■ Your objective ■
Go through the data and copy every line in which "mountain" appears.

■ Stored data ■
-- Opening Marker --
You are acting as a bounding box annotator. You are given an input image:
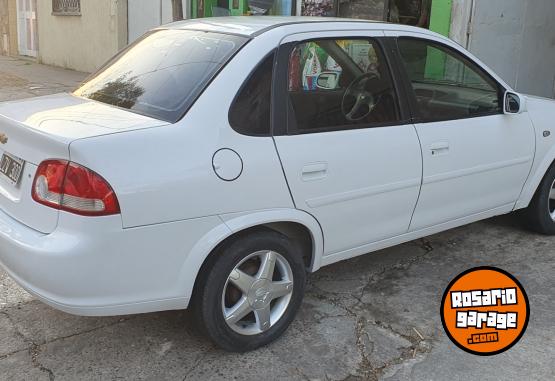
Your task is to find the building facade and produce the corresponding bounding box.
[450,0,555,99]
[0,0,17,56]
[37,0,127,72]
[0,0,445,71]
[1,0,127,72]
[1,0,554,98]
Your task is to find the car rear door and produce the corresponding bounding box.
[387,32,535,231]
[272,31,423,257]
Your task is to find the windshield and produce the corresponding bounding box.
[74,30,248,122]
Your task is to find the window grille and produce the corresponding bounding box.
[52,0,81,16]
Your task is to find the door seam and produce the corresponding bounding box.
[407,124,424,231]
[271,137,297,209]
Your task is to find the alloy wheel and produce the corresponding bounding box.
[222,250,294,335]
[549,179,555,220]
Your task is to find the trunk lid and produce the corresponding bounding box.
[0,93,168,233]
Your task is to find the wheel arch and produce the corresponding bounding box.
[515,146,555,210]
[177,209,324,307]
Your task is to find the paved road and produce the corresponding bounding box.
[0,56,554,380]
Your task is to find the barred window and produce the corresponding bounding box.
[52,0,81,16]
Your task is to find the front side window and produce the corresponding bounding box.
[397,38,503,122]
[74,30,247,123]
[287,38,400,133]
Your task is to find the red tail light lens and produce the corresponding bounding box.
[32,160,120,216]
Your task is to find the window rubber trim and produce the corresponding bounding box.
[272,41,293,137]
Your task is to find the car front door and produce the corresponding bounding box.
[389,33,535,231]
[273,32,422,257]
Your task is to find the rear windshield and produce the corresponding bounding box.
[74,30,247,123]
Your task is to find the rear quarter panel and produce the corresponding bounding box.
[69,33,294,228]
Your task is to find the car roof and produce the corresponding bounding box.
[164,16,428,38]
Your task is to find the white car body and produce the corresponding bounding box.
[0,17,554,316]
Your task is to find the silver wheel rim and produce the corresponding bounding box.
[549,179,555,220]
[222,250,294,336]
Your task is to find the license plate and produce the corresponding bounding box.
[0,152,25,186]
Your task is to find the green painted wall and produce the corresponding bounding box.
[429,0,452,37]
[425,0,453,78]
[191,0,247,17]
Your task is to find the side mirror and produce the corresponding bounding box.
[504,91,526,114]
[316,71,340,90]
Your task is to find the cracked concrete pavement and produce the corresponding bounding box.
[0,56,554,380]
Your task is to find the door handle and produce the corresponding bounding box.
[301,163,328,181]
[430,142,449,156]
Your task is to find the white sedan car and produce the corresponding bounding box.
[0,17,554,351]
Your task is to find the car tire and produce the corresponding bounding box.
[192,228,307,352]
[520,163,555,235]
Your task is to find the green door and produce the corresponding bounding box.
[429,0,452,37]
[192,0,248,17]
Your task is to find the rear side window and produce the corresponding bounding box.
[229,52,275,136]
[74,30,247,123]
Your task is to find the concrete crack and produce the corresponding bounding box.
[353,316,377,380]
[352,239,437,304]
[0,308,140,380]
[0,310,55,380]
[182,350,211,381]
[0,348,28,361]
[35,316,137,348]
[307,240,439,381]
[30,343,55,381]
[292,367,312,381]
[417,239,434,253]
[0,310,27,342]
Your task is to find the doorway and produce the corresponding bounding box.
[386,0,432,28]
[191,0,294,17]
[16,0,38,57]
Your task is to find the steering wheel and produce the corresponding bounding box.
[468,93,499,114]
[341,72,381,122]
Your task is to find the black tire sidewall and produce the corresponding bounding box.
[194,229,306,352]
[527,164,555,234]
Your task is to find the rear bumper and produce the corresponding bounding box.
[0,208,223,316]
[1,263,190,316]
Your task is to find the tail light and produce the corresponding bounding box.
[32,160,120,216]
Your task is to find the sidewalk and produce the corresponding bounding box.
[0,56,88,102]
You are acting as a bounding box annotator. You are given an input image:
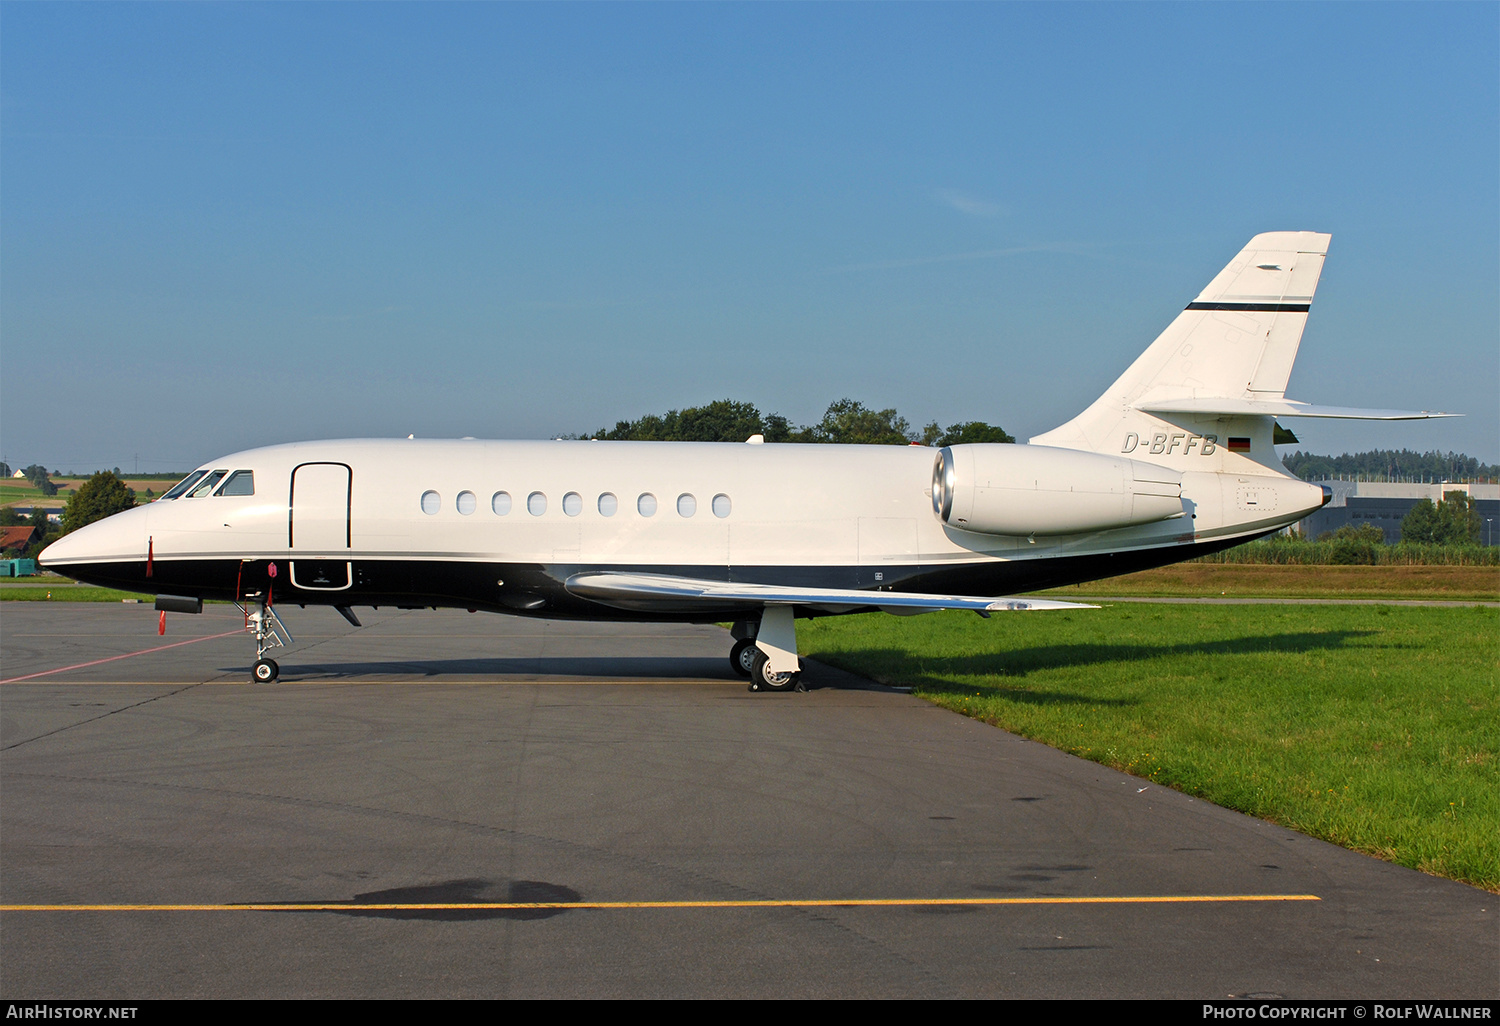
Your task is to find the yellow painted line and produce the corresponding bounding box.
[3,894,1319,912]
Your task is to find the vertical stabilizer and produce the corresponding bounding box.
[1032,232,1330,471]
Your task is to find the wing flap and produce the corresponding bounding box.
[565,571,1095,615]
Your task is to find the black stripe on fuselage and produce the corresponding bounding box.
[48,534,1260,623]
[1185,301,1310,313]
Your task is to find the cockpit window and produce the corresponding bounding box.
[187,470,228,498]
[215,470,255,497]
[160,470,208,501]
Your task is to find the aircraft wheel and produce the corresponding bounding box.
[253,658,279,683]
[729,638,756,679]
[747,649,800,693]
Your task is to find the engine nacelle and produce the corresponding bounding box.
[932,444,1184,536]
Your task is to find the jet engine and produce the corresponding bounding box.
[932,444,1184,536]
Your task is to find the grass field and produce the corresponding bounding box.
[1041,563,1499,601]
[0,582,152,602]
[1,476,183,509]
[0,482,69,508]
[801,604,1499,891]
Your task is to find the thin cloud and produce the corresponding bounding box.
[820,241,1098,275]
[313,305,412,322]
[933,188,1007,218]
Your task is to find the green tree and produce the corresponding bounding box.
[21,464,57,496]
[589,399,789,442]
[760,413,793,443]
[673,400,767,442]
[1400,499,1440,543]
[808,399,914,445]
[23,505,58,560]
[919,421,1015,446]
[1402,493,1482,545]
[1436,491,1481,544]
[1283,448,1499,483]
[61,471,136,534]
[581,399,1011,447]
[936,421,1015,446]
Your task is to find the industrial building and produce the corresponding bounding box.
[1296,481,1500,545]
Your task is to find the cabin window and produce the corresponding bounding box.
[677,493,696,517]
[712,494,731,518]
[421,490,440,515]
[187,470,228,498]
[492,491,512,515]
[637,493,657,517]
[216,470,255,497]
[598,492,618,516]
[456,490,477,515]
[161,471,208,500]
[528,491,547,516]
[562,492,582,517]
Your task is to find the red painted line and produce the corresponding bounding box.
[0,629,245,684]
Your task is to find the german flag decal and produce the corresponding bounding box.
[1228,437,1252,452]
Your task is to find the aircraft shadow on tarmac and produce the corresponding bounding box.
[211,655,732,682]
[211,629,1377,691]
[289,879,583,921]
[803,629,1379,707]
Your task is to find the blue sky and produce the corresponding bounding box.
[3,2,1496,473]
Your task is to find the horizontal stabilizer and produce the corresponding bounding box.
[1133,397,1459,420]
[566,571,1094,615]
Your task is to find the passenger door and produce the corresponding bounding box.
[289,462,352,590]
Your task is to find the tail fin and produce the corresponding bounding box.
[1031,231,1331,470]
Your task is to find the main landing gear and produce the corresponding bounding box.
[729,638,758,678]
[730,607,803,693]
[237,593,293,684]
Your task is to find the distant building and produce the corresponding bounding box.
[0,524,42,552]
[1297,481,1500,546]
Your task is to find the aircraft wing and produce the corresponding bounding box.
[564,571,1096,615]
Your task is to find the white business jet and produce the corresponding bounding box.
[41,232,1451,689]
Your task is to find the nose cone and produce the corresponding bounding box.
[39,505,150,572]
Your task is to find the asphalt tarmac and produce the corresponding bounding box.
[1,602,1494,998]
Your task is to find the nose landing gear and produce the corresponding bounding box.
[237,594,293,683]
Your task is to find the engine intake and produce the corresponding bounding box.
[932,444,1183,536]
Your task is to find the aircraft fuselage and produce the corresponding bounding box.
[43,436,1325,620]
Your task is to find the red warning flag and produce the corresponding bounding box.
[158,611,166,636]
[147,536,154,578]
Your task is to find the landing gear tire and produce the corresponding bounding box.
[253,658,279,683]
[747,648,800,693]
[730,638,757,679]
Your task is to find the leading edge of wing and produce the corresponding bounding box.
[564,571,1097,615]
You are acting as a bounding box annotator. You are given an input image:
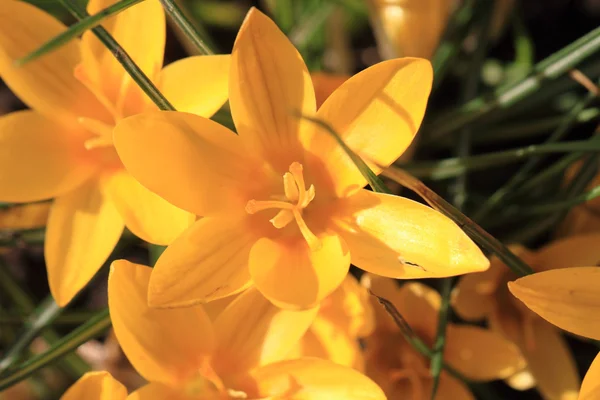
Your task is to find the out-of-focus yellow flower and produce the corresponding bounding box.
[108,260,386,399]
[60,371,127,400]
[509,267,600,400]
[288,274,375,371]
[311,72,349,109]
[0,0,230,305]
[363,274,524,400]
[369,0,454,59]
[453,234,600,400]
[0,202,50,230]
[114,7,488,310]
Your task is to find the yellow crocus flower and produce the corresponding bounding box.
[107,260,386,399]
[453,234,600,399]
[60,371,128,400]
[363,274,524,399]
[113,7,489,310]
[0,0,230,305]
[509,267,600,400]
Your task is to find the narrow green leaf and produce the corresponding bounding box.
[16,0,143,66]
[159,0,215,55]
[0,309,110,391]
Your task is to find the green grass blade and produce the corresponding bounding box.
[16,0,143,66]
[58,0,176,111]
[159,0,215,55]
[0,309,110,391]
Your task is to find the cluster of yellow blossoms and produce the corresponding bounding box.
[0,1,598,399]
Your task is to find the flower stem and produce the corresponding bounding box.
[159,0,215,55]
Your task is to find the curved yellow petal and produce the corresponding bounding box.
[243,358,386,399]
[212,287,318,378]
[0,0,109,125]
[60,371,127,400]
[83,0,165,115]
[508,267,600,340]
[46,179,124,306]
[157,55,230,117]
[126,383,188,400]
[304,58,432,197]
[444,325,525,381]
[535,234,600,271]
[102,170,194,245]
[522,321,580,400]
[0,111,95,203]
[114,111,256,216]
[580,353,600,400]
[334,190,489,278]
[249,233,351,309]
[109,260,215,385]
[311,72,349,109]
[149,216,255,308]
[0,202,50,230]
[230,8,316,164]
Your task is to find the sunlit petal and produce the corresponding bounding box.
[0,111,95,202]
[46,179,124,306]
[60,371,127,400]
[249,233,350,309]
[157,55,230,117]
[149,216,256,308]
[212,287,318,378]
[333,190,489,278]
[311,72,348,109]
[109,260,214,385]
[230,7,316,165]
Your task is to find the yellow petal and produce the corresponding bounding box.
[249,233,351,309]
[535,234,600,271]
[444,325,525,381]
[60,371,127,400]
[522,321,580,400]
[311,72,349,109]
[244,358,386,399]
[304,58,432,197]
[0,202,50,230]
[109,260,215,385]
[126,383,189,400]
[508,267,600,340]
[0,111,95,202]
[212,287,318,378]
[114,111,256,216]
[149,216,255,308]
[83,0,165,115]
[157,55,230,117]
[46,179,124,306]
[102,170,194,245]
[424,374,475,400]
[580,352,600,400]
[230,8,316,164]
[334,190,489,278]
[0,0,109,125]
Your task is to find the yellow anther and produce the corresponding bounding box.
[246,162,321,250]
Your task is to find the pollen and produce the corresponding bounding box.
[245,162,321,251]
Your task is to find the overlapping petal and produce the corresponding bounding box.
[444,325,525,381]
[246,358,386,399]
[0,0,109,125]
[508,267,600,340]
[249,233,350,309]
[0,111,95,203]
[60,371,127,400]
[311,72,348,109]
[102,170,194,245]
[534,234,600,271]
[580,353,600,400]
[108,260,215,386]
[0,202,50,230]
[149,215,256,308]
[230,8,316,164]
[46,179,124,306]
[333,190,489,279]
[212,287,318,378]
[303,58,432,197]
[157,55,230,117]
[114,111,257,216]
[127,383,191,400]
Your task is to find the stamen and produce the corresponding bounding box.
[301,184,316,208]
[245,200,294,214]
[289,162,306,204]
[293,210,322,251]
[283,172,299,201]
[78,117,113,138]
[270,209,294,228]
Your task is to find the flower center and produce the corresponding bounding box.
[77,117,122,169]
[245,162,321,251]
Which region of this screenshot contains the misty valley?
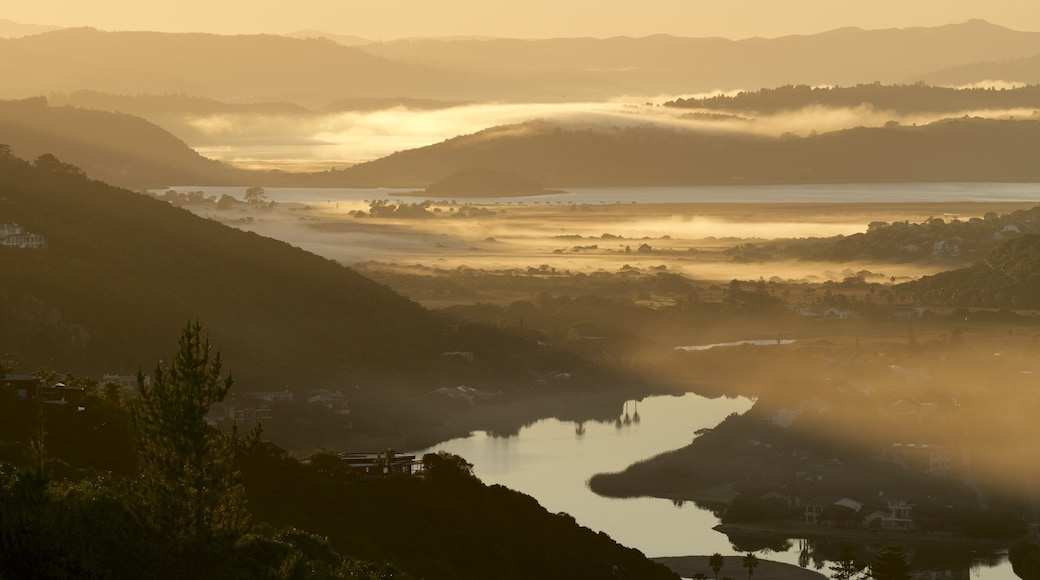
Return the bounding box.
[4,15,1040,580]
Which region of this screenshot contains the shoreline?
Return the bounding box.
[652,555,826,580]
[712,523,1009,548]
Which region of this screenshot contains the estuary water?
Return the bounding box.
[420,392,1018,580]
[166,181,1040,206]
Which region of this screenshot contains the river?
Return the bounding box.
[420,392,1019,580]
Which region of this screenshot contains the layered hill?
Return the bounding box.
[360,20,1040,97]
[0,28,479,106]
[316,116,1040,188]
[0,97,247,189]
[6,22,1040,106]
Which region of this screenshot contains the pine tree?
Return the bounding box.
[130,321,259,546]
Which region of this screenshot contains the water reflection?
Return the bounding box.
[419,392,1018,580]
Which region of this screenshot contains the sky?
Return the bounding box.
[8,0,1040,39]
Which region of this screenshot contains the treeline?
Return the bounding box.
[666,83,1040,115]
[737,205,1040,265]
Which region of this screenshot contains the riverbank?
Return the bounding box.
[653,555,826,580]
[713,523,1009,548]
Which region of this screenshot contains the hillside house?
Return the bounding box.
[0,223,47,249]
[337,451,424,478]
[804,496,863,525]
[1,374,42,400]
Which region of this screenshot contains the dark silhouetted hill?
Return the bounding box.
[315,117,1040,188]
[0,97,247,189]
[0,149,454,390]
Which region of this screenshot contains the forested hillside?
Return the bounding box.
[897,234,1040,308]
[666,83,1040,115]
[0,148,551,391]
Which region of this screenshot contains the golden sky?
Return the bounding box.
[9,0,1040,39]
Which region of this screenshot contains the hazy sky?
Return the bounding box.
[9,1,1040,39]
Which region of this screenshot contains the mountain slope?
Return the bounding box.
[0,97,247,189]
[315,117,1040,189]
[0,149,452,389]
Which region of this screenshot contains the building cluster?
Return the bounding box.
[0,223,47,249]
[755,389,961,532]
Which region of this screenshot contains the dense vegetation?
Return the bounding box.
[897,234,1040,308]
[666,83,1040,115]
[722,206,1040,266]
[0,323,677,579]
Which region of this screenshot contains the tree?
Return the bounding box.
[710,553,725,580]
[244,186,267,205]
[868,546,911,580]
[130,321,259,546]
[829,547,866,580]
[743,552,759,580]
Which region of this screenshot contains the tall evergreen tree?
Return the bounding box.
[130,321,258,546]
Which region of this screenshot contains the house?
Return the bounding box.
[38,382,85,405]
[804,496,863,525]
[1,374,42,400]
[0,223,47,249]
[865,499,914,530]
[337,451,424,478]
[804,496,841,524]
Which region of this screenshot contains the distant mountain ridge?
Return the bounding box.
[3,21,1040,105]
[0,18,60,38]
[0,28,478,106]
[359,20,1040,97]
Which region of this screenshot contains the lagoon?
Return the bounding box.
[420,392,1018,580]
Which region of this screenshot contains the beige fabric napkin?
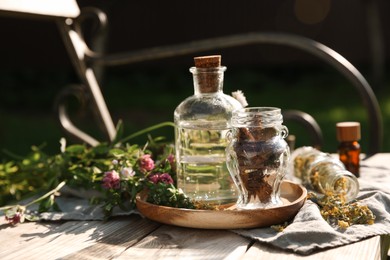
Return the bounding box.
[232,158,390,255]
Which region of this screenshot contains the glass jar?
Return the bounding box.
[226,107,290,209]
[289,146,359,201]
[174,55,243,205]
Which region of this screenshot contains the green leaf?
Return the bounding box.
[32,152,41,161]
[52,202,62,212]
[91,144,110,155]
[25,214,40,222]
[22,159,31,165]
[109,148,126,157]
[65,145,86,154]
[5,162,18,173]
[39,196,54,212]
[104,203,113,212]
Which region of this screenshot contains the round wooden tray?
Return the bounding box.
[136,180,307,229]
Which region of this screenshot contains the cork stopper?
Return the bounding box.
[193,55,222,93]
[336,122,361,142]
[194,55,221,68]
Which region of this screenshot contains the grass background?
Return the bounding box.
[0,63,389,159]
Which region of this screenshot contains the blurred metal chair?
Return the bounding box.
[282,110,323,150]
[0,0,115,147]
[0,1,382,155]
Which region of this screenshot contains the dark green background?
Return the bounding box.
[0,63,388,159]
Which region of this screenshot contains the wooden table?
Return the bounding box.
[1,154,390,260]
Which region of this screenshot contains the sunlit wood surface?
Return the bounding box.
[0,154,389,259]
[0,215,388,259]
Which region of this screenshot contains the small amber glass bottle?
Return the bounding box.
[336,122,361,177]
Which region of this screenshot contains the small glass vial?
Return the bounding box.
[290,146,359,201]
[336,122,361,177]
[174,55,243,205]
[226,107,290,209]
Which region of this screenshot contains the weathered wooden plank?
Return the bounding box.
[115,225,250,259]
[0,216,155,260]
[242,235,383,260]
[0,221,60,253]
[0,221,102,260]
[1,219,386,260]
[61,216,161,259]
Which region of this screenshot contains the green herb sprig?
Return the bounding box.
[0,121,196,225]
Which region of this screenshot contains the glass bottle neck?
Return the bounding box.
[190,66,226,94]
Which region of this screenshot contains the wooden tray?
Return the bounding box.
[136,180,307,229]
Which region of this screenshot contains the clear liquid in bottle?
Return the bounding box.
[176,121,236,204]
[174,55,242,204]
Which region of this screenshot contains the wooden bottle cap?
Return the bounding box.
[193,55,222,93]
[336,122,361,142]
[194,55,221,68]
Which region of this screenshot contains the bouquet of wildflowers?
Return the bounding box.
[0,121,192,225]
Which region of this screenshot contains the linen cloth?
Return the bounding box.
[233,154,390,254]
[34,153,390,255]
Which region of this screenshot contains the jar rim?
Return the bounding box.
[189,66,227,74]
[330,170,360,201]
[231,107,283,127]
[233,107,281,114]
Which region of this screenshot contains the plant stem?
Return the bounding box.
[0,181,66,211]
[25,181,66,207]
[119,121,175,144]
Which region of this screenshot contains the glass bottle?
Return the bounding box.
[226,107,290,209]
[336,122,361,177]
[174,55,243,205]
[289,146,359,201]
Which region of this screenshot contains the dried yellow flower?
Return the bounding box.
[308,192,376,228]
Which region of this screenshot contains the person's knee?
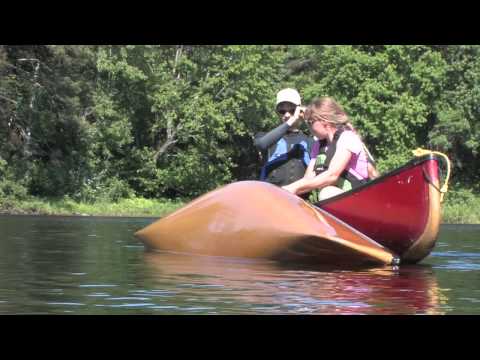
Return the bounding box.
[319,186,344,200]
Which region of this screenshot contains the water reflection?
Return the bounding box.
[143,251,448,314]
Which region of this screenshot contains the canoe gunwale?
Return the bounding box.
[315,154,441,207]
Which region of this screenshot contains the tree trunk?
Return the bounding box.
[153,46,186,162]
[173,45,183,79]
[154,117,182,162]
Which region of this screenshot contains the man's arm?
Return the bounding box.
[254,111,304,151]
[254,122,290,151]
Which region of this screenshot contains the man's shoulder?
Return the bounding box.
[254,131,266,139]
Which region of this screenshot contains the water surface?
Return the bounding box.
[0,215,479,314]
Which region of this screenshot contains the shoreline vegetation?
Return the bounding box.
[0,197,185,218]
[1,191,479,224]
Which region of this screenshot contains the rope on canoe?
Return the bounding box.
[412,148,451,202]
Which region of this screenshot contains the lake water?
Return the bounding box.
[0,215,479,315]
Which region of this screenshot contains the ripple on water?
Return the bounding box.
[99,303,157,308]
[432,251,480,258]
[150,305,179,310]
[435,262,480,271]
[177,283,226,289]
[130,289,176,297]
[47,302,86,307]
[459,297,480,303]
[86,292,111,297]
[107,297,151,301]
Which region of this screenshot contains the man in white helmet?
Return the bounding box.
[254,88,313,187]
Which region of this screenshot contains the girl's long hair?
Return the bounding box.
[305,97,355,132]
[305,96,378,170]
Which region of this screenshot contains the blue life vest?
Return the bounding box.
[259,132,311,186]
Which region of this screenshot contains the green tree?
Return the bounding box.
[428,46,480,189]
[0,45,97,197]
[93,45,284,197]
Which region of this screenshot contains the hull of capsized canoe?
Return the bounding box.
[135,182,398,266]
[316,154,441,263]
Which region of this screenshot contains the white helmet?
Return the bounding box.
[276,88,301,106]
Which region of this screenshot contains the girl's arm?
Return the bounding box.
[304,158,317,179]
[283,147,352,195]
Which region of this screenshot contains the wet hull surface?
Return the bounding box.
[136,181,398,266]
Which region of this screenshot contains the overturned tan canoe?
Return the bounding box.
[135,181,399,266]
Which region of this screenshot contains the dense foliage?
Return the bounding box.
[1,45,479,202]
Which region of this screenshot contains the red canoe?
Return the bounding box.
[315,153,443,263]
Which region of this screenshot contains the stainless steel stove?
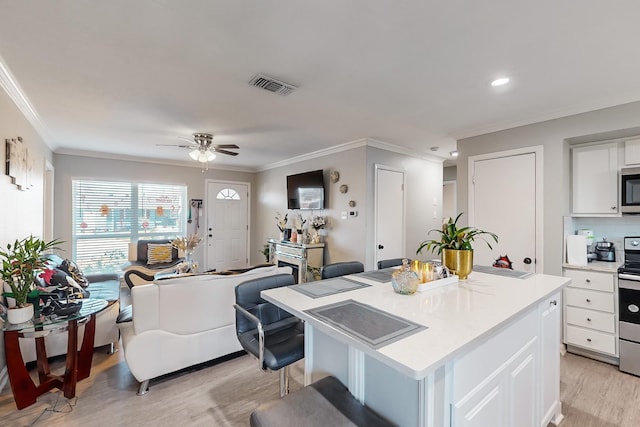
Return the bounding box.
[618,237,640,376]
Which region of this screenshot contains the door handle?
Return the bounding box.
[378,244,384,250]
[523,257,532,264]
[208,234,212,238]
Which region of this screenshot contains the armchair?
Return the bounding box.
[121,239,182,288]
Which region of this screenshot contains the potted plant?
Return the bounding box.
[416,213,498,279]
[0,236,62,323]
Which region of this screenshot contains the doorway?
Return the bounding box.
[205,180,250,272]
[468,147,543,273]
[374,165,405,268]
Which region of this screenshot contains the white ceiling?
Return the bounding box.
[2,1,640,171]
-- Closing Marker --
■ Reply ■
Which region of this screenshot contains the mountain slope?
Which region of this screenshot contains the distant mountain ridge?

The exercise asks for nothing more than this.